Herman was the author of an enormous quantity of valuable scientific works, totaling 5940 pages. He published 14 books as well as 1140 articles and lectures. He identified 36 new spider species. Today, many schools and institutions bear his name, including one of the largest high schools in Miskolc, the Ottó Herman Gimnázium. In 1953, the museum of Borsod-Miskolc chose Ottó Herman Museum as its name. In 1960, the Hungarian Post issued a commemorative stamp in honour of the 125th anniversary of the birth of Ottó Herman; the stamp was designed by graphic artists József Vertel and László Kékesi. The Ottó Herman Medal was created in 1962 to recognize Hungarian karst and cave explorers. In 1915, the Herman Ottó cave west of Miskolc was named in tribute to the polymath scientist. A lake bearing his name forms part of the Orfű lake system in Baranya county. The Plant Protection Research Institute of the Academy is located in a street named after him in Budapest's II. district.

A species of lace bug, Lasiacantha hermani (Vásárhelyi, 1977) bears his name.

His former home built in 1890 in Lillafüred, which he called "Pele-house", was a tourist hut bearing his name, and is now known as Ottó Herman Memorial House. It is now the home of two permanent exhibitions presenting the scientist's life, as well as the wildlife of the Bükk Mountains. In accordance with Herman's will, his remains were moved from Budapest to Miskolc in 1965 and placed in the Hámori cemetery. His tomb is marked by Miklós Varga's sculpture. In remembrance of his accomplishment, the Ottó Herman National Biology competition is held biannually in Hungary. The City Council of Miskolc has created the Ottó Herman Scientific Award, which is presented annually as part of a celebrations of the City of Miskolc. The first honoree in 2001 was museum curator Lászlo Kárpáti. The year 2014 marked the 100th anniversary of Herman's death; the National Environment Institute organized Herman Otto Commemorative Year at the national level, to honour the scientist and his work. As part of the anniversary celebration, the City Council of Miskolc posthumously awarded honorary citizenship to Herman.

Herman's nephew Jenő Vadas established forestry research in Hungary.

Starting December 2014, Duna Television broadcast a four-part documentary about the life of the scientist, entitled Ottó Herman, the Last Hungarian Polymath.

☆ ☆ ☆ ☆

→ WORK TASK:
In the text on Ottó Herman's legacy, copy the part that opens with the words containing "Herman's nephew Jenő" and closes with "Last Hungarian Polymath.", switching "Duna Television" to "Hungarian Television".

→ Collected data:

☆ ☆ ☆ ☆

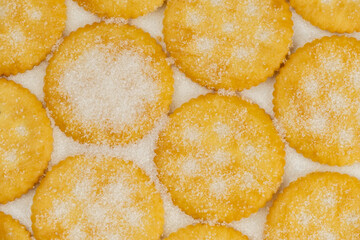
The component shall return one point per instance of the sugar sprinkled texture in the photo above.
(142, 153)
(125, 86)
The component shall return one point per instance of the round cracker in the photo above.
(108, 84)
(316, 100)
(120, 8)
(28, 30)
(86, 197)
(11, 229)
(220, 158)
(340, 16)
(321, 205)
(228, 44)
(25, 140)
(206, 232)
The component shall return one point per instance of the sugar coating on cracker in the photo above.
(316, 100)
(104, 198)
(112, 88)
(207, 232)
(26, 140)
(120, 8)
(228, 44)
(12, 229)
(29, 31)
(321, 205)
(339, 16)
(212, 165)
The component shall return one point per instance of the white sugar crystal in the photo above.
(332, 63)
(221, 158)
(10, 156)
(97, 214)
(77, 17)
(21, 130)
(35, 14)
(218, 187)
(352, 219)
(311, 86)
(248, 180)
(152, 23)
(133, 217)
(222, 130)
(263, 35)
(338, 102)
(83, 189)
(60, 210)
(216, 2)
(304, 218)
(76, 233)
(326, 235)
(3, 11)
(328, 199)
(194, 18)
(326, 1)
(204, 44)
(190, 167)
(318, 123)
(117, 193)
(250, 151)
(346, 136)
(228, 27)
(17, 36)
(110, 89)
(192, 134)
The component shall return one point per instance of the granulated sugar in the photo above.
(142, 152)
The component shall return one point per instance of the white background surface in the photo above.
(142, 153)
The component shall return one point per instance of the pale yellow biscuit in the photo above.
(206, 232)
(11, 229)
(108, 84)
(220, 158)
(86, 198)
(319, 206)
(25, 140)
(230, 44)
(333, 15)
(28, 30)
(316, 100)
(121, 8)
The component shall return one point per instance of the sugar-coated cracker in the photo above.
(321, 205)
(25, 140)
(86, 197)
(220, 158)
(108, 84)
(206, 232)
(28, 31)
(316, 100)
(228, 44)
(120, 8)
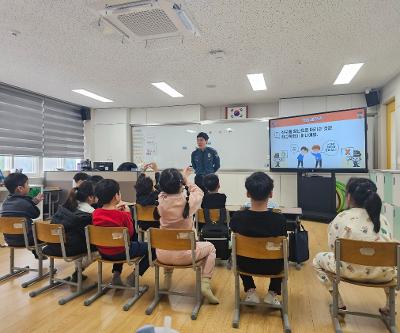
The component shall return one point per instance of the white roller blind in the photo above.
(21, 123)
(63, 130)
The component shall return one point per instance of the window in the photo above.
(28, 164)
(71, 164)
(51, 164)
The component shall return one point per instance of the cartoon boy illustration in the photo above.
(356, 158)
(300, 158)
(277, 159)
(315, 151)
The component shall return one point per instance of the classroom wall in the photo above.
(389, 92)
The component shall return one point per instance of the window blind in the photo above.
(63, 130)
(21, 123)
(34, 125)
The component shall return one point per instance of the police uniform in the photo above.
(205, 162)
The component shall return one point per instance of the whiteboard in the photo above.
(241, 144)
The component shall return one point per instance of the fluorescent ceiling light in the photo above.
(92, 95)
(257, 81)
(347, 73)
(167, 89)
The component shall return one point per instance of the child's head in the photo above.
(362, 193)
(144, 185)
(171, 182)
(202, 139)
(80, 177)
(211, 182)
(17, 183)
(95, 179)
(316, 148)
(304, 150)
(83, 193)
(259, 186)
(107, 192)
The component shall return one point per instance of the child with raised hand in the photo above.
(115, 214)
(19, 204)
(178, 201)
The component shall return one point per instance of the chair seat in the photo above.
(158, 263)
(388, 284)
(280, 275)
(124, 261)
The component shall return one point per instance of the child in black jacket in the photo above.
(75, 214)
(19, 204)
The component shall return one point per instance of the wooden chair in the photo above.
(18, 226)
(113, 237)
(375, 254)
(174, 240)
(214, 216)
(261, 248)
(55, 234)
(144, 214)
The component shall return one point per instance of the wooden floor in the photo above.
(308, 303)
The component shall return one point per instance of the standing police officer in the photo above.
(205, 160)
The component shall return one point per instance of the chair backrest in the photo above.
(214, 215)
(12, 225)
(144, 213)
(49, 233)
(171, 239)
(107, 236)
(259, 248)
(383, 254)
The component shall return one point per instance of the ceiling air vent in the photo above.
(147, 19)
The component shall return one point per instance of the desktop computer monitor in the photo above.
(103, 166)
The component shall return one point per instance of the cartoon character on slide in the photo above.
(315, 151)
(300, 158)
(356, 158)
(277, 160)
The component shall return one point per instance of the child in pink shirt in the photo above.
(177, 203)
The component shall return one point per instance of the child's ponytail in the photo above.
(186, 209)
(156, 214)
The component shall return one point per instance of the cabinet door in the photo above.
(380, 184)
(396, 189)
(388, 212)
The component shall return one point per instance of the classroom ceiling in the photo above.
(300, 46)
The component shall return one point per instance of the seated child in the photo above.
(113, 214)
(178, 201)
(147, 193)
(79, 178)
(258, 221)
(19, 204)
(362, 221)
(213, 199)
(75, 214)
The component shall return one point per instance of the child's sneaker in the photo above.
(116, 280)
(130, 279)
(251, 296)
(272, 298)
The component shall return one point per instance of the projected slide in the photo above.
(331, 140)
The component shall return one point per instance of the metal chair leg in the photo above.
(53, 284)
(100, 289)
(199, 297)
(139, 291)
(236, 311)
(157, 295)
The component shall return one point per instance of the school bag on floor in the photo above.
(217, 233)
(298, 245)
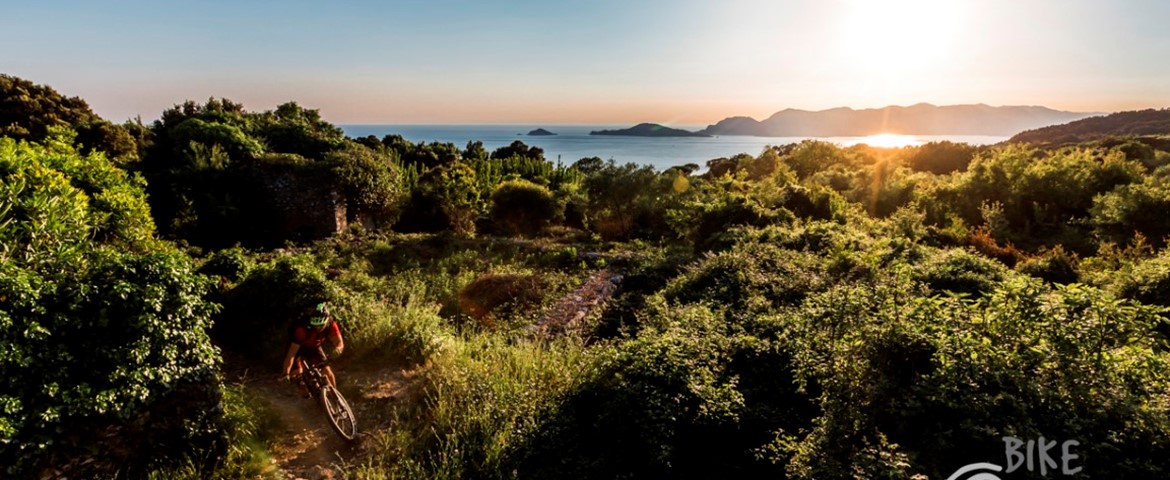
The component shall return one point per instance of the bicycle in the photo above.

☆ ☆ ☆ ☆

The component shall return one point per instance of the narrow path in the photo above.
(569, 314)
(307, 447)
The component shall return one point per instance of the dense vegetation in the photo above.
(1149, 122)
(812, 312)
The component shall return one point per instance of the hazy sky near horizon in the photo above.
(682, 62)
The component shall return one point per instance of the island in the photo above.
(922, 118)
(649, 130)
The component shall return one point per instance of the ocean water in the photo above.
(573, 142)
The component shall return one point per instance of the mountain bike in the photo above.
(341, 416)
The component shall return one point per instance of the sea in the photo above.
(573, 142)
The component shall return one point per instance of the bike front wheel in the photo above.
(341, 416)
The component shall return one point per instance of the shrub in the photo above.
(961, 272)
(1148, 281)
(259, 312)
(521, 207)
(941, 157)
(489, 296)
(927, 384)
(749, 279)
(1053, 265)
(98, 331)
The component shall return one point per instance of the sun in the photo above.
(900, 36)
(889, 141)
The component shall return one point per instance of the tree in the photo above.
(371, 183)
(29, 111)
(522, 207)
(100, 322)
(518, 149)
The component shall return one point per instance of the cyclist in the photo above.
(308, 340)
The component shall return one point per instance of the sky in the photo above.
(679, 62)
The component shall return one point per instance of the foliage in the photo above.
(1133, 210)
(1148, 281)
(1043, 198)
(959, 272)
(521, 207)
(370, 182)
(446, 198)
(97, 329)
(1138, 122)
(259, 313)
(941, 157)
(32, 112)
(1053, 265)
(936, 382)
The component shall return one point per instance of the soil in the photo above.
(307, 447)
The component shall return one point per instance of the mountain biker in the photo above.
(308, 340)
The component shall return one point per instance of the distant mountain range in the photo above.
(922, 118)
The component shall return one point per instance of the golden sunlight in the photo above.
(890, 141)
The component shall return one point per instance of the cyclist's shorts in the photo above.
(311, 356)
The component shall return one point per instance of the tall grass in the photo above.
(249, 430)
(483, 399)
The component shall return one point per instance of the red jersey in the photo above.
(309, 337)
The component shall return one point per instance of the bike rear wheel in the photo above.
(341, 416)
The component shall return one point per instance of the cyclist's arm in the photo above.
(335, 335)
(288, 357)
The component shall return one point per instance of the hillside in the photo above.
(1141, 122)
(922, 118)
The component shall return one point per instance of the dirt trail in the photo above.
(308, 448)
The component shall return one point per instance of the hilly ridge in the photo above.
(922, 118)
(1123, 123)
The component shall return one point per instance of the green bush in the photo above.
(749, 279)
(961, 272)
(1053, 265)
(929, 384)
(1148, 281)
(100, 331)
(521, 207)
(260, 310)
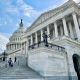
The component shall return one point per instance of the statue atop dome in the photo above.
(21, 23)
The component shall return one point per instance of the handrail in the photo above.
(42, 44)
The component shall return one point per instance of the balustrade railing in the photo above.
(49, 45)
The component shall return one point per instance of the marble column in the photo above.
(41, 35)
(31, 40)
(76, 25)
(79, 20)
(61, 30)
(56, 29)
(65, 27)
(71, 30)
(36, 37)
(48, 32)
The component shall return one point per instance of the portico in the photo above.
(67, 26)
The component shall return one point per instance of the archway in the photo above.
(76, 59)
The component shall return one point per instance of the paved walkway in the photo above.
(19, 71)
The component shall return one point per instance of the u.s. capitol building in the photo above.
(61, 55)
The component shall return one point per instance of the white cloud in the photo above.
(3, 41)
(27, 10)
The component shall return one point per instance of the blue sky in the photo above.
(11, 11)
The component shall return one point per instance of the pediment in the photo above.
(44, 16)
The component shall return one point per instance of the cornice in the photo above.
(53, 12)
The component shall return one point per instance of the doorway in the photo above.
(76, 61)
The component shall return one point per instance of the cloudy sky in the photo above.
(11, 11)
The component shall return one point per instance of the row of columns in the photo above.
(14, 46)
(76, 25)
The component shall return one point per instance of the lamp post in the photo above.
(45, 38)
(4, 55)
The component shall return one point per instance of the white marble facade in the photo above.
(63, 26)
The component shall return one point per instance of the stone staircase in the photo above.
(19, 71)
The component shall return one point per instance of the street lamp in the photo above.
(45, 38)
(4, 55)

☆ ☆ ☆ ☆

→ WRITTEN REPLY:
Herman's nephew Jenő Vadas established forestry research in Hungary.

Starting December 2014, Hungarian Television broadcast a four-part documentary about the life of the scientist, entitled Ottó Herman, the Last Hungarian Polymath.